• [Stored data]:
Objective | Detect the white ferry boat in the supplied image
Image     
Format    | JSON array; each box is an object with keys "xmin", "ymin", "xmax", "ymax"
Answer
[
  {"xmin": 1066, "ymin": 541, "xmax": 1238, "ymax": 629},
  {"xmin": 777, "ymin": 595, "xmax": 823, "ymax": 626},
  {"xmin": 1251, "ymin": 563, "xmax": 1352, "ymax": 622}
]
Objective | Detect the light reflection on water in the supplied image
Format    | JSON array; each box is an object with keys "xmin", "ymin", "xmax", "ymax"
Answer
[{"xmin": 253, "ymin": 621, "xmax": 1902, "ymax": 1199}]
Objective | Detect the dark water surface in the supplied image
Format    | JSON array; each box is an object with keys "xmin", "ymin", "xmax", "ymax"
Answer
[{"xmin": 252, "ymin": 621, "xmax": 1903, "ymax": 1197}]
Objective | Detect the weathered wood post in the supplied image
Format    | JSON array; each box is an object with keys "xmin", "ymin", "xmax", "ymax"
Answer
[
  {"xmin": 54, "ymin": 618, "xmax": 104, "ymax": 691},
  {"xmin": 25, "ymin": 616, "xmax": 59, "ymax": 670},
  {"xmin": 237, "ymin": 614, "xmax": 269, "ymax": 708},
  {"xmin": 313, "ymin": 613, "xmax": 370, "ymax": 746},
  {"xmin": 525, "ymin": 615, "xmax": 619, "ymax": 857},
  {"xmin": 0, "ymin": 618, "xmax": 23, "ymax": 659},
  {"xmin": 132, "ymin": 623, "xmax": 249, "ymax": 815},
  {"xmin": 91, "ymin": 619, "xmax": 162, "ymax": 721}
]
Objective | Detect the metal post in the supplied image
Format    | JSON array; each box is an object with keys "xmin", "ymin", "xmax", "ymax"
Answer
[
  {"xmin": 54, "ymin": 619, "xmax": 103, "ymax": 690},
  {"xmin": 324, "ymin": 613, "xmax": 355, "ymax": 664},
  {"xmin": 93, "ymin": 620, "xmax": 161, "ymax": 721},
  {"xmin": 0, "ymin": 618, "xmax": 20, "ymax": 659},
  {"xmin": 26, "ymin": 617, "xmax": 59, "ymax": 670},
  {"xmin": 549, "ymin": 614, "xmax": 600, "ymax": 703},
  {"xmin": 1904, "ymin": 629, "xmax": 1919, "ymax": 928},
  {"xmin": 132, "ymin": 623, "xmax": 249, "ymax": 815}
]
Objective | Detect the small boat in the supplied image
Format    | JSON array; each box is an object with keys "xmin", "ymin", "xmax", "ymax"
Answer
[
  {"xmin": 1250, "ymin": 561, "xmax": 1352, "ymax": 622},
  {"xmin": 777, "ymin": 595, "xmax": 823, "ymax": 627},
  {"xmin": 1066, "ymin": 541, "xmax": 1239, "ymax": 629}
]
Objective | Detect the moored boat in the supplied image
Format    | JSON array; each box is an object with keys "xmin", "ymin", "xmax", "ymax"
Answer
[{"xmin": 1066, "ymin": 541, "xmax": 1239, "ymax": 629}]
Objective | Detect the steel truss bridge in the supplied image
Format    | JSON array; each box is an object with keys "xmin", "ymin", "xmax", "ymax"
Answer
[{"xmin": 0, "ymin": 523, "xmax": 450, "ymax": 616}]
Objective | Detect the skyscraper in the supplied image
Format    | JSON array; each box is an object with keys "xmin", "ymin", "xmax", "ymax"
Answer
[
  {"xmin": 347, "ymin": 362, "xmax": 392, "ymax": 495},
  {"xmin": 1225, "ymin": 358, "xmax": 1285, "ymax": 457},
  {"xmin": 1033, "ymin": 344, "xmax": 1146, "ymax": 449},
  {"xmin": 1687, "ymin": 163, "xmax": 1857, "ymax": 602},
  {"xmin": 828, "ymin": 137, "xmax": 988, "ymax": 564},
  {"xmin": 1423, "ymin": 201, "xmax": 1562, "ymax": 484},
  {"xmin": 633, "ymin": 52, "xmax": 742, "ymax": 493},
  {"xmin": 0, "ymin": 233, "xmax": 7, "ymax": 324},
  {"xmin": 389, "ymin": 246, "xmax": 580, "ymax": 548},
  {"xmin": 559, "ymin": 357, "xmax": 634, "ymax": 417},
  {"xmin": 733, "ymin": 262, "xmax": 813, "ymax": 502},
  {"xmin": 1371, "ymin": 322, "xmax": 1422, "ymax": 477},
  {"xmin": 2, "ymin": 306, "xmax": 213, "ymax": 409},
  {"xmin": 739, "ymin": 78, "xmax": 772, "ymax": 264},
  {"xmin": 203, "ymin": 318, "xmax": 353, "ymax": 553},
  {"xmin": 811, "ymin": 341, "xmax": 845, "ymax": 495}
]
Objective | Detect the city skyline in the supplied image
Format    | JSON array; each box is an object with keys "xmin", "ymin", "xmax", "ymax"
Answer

• [Task objective]:
Every line of the data above that includes "water" should be listed.

• [Your solution]:
Objective | Detect the light reflection on water in the supplied image
Objective | Detect the dark water surface in the supplied image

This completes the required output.